=== Alıştırma Görevi A ===
Aşağıdaki satırlardan "window" dizesini içerenlerin tamamını bulunuz ve her birini kopyalayınız.

· · ·

Çıplak tene, kışı bütün buz kıran haliyle bıraktıran bir haresindeyiz dünya dönüşünün.
Yaşadığımızı tüm varlığımıza hissettirecek bir sızı bırakıyor gökyüzü. Ayaklarımızın altından kayan bir şehir var. Nehri donan bir şehir. Sokaklarındaki buzların birbirine kesiştiği bir şehir.
Apartman girişlerine buz batıran, evlerin içini sevgili koynuna çeviren bir şehir.
Gitmek istemediğim bir ılımanlığın kıyısında, bu şehrin ayak izleri taşıyan kardan kıyafetine dokunuyorum. Pencerelere yaklaşıp gözümü değdirdiğimde utanmayan kadın ve adamların, iki öpüşme arasında kışa düşürdükleri bereler renklerini saçıyorlar. Bu mevsim bu şehre her şeyiyle yakışıyor.
Yolculuğun öncesinde ve sonrasında değişiyor kentler. Birileri ekleniyor, birileri eksiliyor, kimileri değişiyor. Biraz bahar çalıyor. Daha fazla kış düşüyor. Yaz çekiliyor. Kent, yokluktan çokluk çıkarıyor.
Öğleye yaklaşan saatlerin turuncu ılığında, birkaç metrekareye sıkışan çay buharına yaslanan günaydınlardan, sıcak ekmeklere yayılan salçanın kırmızı ev kokusundan, birlikte aynaya bakarak birbirine uyma heyecanındaki gözlerden, kapüşonlu ve kesik eldivenli yürüyüşlerin parmak ucu sıcaklığından, ürkekten çok, korkak kedilerin üşüyen miyavlamalarına acıyan çocukluktan, kadınlığın ve erkekliğin birbirinden taşıp, tene döküldüğü uyumdan, bir poğaça mutluluğuyla başlayıp taze sebze bulmanın ferahlığından, aç olanların isimlerini de sofraya dahil edip beraber doyabilmenin huzurundan birazcık uzaklaşacağımız bir kentin insanlarıyız şimdi.
Kendi evlerimize yüklediğimiz başka anlamlarla örtmek istemediğimiz bir tabloyu, fırça darbelerimizden dökülen renkler oturup, yerlerini bulup kurusunlar diye bırakıyoruz bu tarihte; biraz yalnız başlarına...

· · ·

=== Alıştırma Görevi B ===
Alıntının "Apartman girişlerine buz" ile başlayıp "yokluktan çokluk çıkarıyor." ile biten bölümünü, "Pencerelere" ifadesini "Camlara" olarak değiştirip yeniden yazınız.

=== Gösterilen Satırlar ===
· · ·

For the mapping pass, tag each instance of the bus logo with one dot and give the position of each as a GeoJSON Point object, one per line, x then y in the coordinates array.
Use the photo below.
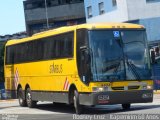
{"type": "Point", "coordinates": [66, 85]}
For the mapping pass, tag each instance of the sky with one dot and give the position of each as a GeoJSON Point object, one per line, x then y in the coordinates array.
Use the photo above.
{"type": "Point", "coordinates": [11, 17]}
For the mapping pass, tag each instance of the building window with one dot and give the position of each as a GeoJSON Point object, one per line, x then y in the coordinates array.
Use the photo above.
{"type": "Point", "coordinates": [89, 11]}
{"type": "Point", "coordinates": [114, 2]}
{"type": "Point", "coordinates": [101, 8]}
{"type": "Point", "coordinates": [149, 1]}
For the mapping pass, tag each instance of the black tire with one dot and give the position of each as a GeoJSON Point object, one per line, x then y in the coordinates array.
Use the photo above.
{"type": "Point", "coordinates": [126, 106]}
{"type": "Point", "coordinates": [77, 106]}
{"type": "Point", "coordinates": [21, 98]}
{"type": "Point", "coordinates": [30, 102]}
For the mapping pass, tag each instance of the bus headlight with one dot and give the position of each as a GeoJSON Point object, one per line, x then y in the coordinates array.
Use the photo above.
{"type": "Point", "coordinates": [99, 89]}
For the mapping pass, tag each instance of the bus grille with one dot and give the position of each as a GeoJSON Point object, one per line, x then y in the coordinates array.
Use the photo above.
{"type": "Point", "coordinates": [133, 87]}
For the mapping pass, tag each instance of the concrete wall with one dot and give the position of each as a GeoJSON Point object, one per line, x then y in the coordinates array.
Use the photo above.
{"type": "Point", "coordinates": [152, 27]}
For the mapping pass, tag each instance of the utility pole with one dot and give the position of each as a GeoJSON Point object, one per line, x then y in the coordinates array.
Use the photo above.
{"type": "Point", "coordinates": [46, 14]}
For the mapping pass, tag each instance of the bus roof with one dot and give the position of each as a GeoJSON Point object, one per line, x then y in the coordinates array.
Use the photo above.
{"type": "Point", "coordinates": [90, 26]}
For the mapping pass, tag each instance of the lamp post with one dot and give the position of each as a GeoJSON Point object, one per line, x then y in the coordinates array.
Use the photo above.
{"type": "Point", "coordinates": [46, 14]}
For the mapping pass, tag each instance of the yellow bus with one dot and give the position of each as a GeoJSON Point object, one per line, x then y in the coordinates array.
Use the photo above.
{"type": "Point", "coordinates": [88, 64]}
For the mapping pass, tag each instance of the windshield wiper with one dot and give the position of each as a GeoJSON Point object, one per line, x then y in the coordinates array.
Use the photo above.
{"type": "Point", "coordinates": [133, 69]}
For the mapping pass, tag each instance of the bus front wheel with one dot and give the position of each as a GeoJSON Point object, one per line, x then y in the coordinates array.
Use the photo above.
{"type": "Point", "coordinates": [30, 102]}
{"type": "Point", "coordinates": [78, 107]}
{"type": "Point", "coordinates": [126, 106]}
{"type": "Point", "coordinates": [22, 101]}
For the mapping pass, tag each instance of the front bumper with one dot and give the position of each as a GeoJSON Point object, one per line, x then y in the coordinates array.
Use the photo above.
{"type": "Point", "coordinates": [118, 97]}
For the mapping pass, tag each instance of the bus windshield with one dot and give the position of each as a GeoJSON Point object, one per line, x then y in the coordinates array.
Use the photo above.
{"type": "Point", "coordinates": [119, 55]}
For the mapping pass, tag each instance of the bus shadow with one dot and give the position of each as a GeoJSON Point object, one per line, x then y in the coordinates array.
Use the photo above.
{"type": "Point", "coordinates": [107, 109]}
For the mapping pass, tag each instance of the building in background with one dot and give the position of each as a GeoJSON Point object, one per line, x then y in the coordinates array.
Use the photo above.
{"type": "Point", "coordinates": [144, 12]}
{"type": "Point", "coordinates": [13, 36]}
{"type": "Point", "coordinates": [46, 14]}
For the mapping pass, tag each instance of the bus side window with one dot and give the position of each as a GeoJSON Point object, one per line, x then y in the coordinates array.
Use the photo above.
{"type": "Point", "coordinates": [83, 63]}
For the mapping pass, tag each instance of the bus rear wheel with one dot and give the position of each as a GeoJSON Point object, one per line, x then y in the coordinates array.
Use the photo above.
{"type": "Point", "coordinates": [77, 106]}
{"type": "Point", "coordinates": [22, 101]}
{"type": "Point", "coordinates": [30, 102]}
{"type": "Point", "coordinates": [126, 106]}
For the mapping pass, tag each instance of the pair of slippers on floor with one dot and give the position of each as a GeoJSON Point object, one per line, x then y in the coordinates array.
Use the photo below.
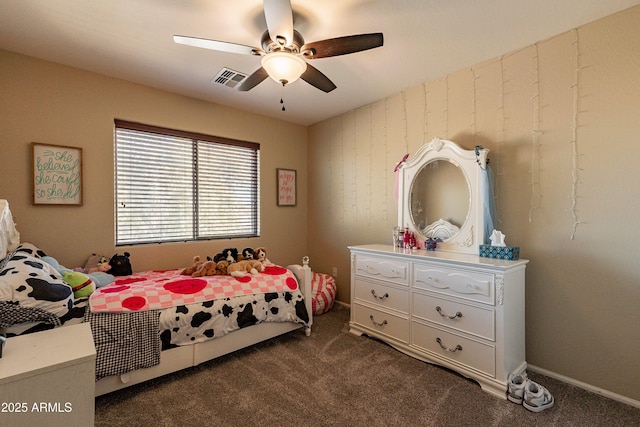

· · ·

=== Tam Çıktı A ===
For the mapping pass, tag each instance of the building window with one dot and give the position of each as a GeoJSON Point object, one per line, x then y in the coordinates array.
For the mapping pass, tag each instance of the bus side window with one dot and give the position of each as a GeoJSON Point object, one per line, x then y in the coordinates array.

=== Tam Çıktı B ===
Apartman girişlerine buz batıran, evlerin içini sevgili koynuna çeviren bir şehir.
Gitmek istemediğim bir ılımanlığın kıyısında, bu şehrin ayak izleri taşıyan kardan kıyafetine dokunuyorum. Camlara yaklaşıp gözümü değdirdiğimde utanmayan kadın ve adamların, iki öpüşme arasında kışa düşürdükleri bereler renklerini saçıyorlar. Bu mevsim bu şehre her şeyiyle yakışıyor.
Yolculuğun öncesinde ve sonrasında değişiyor kentler. Birileri ekleniyor, birileri eksiliyor, kimileri değişiyor. Biraz bahar çalıyor. Daha fazla kış düşüyor. Yaz çekiliyor. Kent, yokluktan çokluk çıkarıyor.